• GOAL OF THE EXERCISE:
Reproduce the entire listing below, line for line, with no changes.

• RECORDS TO PROCESS:
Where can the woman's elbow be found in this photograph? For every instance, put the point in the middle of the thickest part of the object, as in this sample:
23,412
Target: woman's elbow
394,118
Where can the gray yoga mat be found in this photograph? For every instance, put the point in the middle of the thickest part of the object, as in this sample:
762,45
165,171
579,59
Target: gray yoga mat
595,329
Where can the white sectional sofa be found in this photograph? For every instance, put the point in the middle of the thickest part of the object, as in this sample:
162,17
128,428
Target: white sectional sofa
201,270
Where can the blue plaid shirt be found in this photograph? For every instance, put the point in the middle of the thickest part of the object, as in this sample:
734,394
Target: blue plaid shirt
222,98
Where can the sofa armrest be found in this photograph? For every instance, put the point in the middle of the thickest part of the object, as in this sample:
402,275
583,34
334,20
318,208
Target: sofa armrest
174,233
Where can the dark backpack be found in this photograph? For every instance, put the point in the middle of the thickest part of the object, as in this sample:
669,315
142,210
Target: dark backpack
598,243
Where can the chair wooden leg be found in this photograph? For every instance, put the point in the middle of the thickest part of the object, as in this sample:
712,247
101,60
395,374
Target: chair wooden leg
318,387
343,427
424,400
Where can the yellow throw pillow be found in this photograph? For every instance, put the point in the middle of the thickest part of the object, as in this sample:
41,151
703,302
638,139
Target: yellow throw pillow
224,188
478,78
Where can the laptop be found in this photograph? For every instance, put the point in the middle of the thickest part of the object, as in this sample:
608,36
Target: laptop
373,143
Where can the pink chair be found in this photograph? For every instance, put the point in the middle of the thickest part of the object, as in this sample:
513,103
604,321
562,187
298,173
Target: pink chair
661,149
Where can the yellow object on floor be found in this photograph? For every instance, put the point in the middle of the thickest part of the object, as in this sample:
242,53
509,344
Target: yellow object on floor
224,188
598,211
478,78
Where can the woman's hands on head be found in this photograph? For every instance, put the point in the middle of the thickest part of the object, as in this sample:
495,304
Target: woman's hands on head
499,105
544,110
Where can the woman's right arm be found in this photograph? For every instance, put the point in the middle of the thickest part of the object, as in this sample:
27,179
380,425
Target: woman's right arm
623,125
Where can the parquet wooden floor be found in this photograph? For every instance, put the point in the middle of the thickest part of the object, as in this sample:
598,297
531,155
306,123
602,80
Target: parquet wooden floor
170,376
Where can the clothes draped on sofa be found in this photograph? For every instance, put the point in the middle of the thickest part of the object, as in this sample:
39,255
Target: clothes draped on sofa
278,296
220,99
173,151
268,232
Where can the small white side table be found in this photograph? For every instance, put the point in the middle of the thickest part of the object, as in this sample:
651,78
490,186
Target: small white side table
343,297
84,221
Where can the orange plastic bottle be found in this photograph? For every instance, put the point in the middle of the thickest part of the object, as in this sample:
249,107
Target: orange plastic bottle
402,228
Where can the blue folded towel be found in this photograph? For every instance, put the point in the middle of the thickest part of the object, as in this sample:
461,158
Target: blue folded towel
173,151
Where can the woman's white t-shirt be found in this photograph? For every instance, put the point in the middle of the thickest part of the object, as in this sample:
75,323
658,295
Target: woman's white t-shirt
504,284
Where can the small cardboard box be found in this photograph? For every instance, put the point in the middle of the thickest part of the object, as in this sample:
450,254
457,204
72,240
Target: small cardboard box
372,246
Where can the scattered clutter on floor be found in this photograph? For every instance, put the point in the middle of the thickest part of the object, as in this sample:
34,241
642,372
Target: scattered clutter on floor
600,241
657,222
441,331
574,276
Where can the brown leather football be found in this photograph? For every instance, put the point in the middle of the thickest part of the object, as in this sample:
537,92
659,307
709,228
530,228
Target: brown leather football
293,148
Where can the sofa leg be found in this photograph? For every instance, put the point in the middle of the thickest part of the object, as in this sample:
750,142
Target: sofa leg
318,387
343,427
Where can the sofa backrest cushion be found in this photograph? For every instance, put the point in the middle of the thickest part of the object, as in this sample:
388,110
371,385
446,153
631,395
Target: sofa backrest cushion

• COMPLETE OUTPUT:
Where can the woman's elbow be found in this photograph? For every instance, put the point in the middle of the thickest part of the object, as in this sample:
23,412
Target: woman's elbow
394,118
Where can the gray yoga mat be found in this photograph? For every instance, put the point in the middle of the thickest part of the object, as in this sample:
762,45
165,171
579,59
Target: gray yoga mat
595,329
Where can the white sectional sofa be found in this photograph? For every instance, put the point in the middle of the thickest part of the object, as in this sample:
162,17
128,428
Target: white sectional sofa
201,270
Where can the blue plaid shirt be found in this photograph? For every instance, put the point in the middle of the thickest part of the object, as in this sample:
734,394
Target: blue plaid shirt
222,98
Where can the sofa armrest be found in this photograph? For every instance, put the point in the middle of the thickest part of the object, as in this sample:
402,275
583,34
334,20
318,208
Target: sofa armrest
174,233
Where can the dark backpack be found in this photograph? For every instance, put the point in the middle of the thickest part of the object, as in this sample:
669,315
142,210
Target: dark backpack
598,243
Where can the chair wooden leg be found in this photograph? For every instance, put the point in the middle of the thickest part of the object, as in this sample:
712,247
101,60
395,374
Target: chair wooden leg
318,387
343,427
424,400
Where can the yellow throw pillow be found in this photograph? For every instance, put the point in the middle of the thickest part of the object, as in this sample:
41,151
703,302
638,139
Target: yellow throw pillow
224,188
478,78
Where can the laptop be found in this photograph? For every instance, put the point in the middle of the thickest part of the object, as in this sample:
608,36
Target: laptop
373,143
Where can the pink chair be found in this photograph? For every instance, put the point in the middle of the thickest part of the object, as in this sample:
513,103
604,321
562,187
298,173
Target: pink chair
661,149
Where can the yellow object on floor be found in this photograph? For every instance, put the point in the middle of the thickest part of the object, as in this sample:
242,53
509,344
Target: yellow object on floor
224,188
598,211
478,78
Where can the woman's hands on head be found in this photograph? For every instance, put the point in the middle of the thickest part of the object, as in this sample:
495,304
Target: woman's hands on head
499,105
544,110
Where can the woman's right arm be found in this photograph? For every instance, put the point in the middle of the thickest part of the object, as in this sample:
27,179
380,425
Target: woman's right arm
623,125
Where can the parquet wooden floor be found in this photograph? For every instance, put the point in the middle of the thickest part of the object, as in this sample:
598,297
531,155
306,123
602,80
Target: parquet wooden floor
170,376
Where can the clothes draped on sofa be found in this photograph? For every instance, put the point in the middle of the thickest part of the object, as in this sample:
39,255
Target: clothes draped on sofa
278,296
220,99
173,151
268,232
Where can the small white side table be found in this photograph? For every instance, put the point in the middle of the thickest part of the object, as in this sample:
651,78
490,186
Target: small white side table
343,297
84,221
Where can the orange plastic bottle be found in this photograph? For every instance, put the point in the middle of the thickest part of the object, as in this sample:
249,107
Target: orange plastic bottle
402,228
Where can the blue folded towel be found in this photograph? For every instance, put the point in the middle of the thickest part of the object, as in this sample:
461,158
Target: blue folded towel
173,151
Where can the woman's white t-shirt be found in this photograph? For every instance, put the point in the middle of the thickest part of the object, as in this sample:
75,323
658,295
Target: woman's white t-shirt
504,284
Where can the small cardboard box be found in this photograph? For every instance, put the point in the middle of the thickest part of the object, as in this sample:
450,254
457,204
72,240
Target: small cardboard box
372,246
Where can the scattered clutter on floor be found in this photograph? For every instance, put the point in the middle of the thickest part of the object, as in this sample:
34,241
642,372
Target: scattered clutter on floor
600,241
657,222
441,331
574,276
Where can the brown leather football be found in this photograph? For every instance, put the point in the middle of the thickest part of the object, as in this sample:
537,92
659,307
709,228
530,228
Target: brown leather football
293,148
Where can the sofa leg be found in this photograph? For every instance, put the point in the middle of the thickest part of the object, as in this sample:
750,142
Target: sofa leg
318,387
343,427
Where can the sofa backrest cushion be found in this photograph? For every instance, put the point in the middle of the thickest part of the object, as in this sample:
388,110
371,385
446,153
631,395
Target: sofa backrest cushion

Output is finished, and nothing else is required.